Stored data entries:
>>
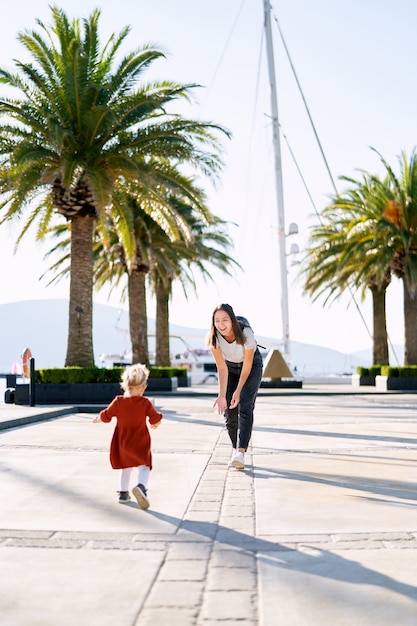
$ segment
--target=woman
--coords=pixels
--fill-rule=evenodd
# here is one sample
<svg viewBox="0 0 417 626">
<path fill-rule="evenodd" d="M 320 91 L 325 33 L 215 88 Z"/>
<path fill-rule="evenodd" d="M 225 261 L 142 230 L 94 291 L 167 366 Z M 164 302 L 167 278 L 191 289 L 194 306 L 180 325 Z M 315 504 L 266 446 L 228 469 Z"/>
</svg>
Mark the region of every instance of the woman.
<svg viewBox="0 0 417 626">
<path fill-rule="evenodd" d="M 208 344 L 219 378 L 219 395 L 214 406 L 225 416 L 233 446 L 229 467 L 244 469 L 244 454 L 252 435 L 253 411 L 262 378 L 262 356 L 249 324 L 241 328 L 230 304 L 219 304 L 214 309 Z"/>
</svg>

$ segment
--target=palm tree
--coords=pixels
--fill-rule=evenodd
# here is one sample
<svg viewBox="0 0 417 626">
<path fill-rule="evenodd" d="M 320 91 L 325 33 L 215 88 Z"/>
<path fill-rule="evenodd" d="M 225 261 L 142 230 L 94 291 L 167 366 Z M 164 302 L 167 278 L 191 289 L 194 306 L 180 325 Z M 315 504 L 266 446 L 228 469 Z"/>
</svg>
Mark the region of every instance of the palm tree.
<svg viewBox="0 0 417 626">
<path fill-rule="evenodd" d="M 380 155 L 381 156 L 381 155 Z M 376 179 L 385 199 L 377 237 L 381 252 L 389 258 L 392 273 L 403 282 L 404 364 L 417 364 L 417 153 L 399 157 L 396 175 L 383 159 L 387 176 Z"/>
<path fill-rule="evenodd" d="M 111 226 L 103 228 L 101 222 L 97 223 L 94 243 L 95 287 L 101 289 L 111 285 L 113 289 L 122 285 L 122 298 L 127 297 L 129 302 L 130 337 L 135 362 L 149 362 L 145 287 L 148 272 L 151 272 L 153 281 L 156 274 L 164 277 L 159 280 L 159 288 L 155 289 L 159 355 L 156 364 L 169 365 L 169 315 L 167 312 L 161 323 L 160 313 L 160 294 L 164 290 L 162 283 L 166 284 L 166 274 L 168 272 L 172 274 L 168 294 L 164 299 L 164 306 L 168 307 L 172 280 L 180 272 L 183 275 L 187 274 L 189 282 L 195 287 L 188 263 L 184 268 L 180 268 L 184 258 L 187 258 L 187 261 L 198 258 L 200 269 L 208 276 L 210 274 L 202 264 L 204 258 L 212 260 L 227 272 L 230 265 L 237 265 L 230 256 L 209 245 L 215 242 L 224 248 L 229 247 L 230 238 L 220 228 L 224 222 L 208 211 L 204 193 L 192 180 L 189 181 L 189 192 L 188 198 L 182 198 L 181 201 L 169 192 L 166 206 L 159 206 L 158 202 L 152 202 L 149 196 L 141 197 L 140 189 L 137 195 L 133 195 L 132 185 L 129 188 L 116 185 L 113 194 L 114 204 L 108 212 L 108 220 L 112 221 Z M 55 226 L 50 235 L 57 239 L 57 243 L 51 247 L 46 257 L 59 255 L 58 261 L 49 270 L 53 274 L 50 283 L 53 283 L 69 272 L 70 242 L 62 225 Z M 171 269 L 173 267 L 175 276 Z M 181 275 L 180 278 L 183 279 Z M 127 287 L 123 285 L 125 279 Z M 167 333 L 163 338 L 161 328 L 165 324 Z M 161 349 L 167 354 L 162 360 Z"/>
<path fill-rule="evenodd" d="M 380 253 L 376 229 L 382 216 L 383 197 L 372 177 L 343 177 L 352 187 L 336 195 L 311 233 L 307 251 L 304 290 L 315 299 L 327 292 L 325 303 L 346 290 L 367 290 L 372 295 L 373 363 L 389 363 L 386 325 L 386 290 L 391 282 L 389 259 Z M 382 201 L 381 201 L 382 200 Z M 333 300 L 332 300 L 333 301 Z"/>
<path fill-rule="evenodd" d="M 189 208 L 191 214 L 208 220 L 210 213 L 204 193 L 190 178 L 182 177 L 179 194 L 171 185 L 169 190 L 160 186 L 158 195 L 152 196 L 132 183 L 117 186 L 113 195 L 113 224 L 108 231 L 116 236 L 116 246 L 115 242 L 110 243 L 110 250 L 112 255 L 114 251 L 119 254 L 119 268 L 127 273 L 133 362 L 149 362 L 146 277 L 155 264 L 156 256 L 168 255 L 170 247 L 176 242 L 181 241 L 187 246 L 193 243 L 192 228 L 178 210 L 181 203 Z M 102 268 L 105 268 L 105 260 L 102 258 L 101 261 Z M 100 281 L 97 280 L 97 286 L 103 285 L 103 278 L 106 278 L 105 270 Z"/>
<path fill-rule="evenodd" d="M 175 280 L 183 287 L 185 296 L 191 287 L 197 293 L 194 271 L 205 281 L 213 280 L 208 269 L 212 265 L 224 274 L 231 274 L 231 268 L 240 265 L 230 256 L 230 236 L 225 230 L 226 222 L 214 215 L 202 220 L 198 214 L 190 211 L 186 204 L 175 203 L 178 211 L 190 225 L 193 239 L 191 244 L 177 240 L 169 245 L 154 248 L 154 264 L 150 273 L 156 297 L 156 365 L 170 365 L 169 341 L 169 300 Z M 161 242 L 162 243 L 162 242 Z"/>
<path fill-rule="evenodd" d="M 45 236 L 56 213 L 71 234 L 69 327 L 66 365 L 94 363 L 92 340 L 93 237 L 107 223 L 115 183 L 136 181 L 148 193 L 181 185 L 178 164 L 204 175 L 220 171 L 217 125 L 169 114 L 194 85 L 141 82 L 163 56 L 152 46 L 127 54 L 115 66 L 129 28 L 99 41 L 100 11 L 70 21 L 52 8 L 53 24 L 19 40 L 33 63 L 0 70 L 19 93 L 0 101 L 0 224 L 29 213 L 18 242 L 33 223 Z M 175 164 L 175 167 L 172 167 Z"/>
<path fill-rule="evenodd" d="M 184 188 L 186 187 L 184 182 Z M 211 280 L 207 263 L 230 273 L 237 266 L 223 250 L 230 247 L 225 222 L 214 216 L 205 203 L 205 194 L 194 181 L 189 193 L 166 192 L 165 204 L 150 202 L 134 195 L 131 187 L 118 189 L 111 211 L 112 239 L 96 243 L 95 284 L 101 288 L 109 281 L 119 286 L 127 276 L 129 327 L 133 361 L 148 362 L 146 277 L 156 296 L 156 365 L 170 365 L 169 299 L 174 280 L 196 287 L 192 268 Z M 162 194 L 162 190 L 161 190 Z"/>
<path fill-rule="evenodd" d="M 356 264 L 354 271 L 357 284 L 370 286 L 374 297 L 379 297 L 380 311 L 374 322 L 379 324 L 374 338 L 385 342 L 385 289 L 391 274 L 400 278 L 404 287 L 404 363 L 417 364 L 417 154 L 413 150 L 410 158 L 405 152 L 399 158 L 400 173 L 394 173 L 391 166 L 379 155 L 386 169 L 385 178 L 364 173 L 362 181 L 344 177 L 353 184 L 343 196 L 333 198 L 325 210 L 331 215 L 333 228 L 340 227 L 343 237 L 340 242 L 341 254 L 333 264 L 333 285 L 341 280 L 337 275 L 347 266 Z M 336 211 L 334 214 L 331 212 Z M 339 213 L 338 213 L 339 211 Z M 341 213 L 346 212 L 347 217 Z M 323 234 L 323 241 L 325 238 Z M 343 238 L 345 243 L 343 243 Z M 320 241 L 320 234 L 318 234 Z M 329 247 L 331 250 L 331 246 Z M 310 260 L 310 269 L 315 269 Z M 354 269 L 354 267 L 353 267 Z M 337 278 L 335 278 L 337 276 Z M 311 277 L 310 277 L 311 278 Z M 314 288 L 314 280 L 308 286 Z M 373 289 L 372 289 L 373 285 Z M 384 292 L 383 301 L 382 294 Z M 381 309 L 381 307 L 383 307 Z M 377 352 L 377 355 L 381 353 Z M 375 352 L 374 352 L 375 355 Z M 383 361 L 379 361 L 383 363 Z"/>
</svg>

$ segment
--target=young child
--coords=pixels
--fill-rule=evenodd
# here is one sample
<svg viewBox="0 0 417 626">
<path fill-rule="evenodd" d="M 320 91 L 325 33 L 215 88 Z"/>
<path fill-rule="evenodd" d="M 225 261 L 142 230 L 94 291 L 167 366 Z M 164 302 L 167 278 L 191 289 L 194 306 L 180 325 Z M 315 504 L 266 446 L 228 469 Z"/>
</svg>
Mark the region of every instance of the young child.
<svg viewBox="0 0 417 626">
<path fill-rule="evenodd" d="M 110 464 L 121 469 L 119 502 L 130 500 L 129 483 L 132 470 L 137 469 L 137 486 L 132 493 L 142 509 L 149 507 L 147 484 L 152 469 L 151 437 L 148 424 L 157 428 L 162 420 L 159 413 L 143 394 L 149 371 L 145 365 L 135 363 L 122 375 L 123 395 L 116 396 L 106 409 L 100 411 L 93 422 L 110 422 L 117 418 L 110 444 Z"/>
</svg>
<<
* _Exercise brief_
Only lines of the data holding the word "target" go in the answer. Please copy each of them.

* _Result for this exercise_
--target=woman
--target=palm tree
--target=young child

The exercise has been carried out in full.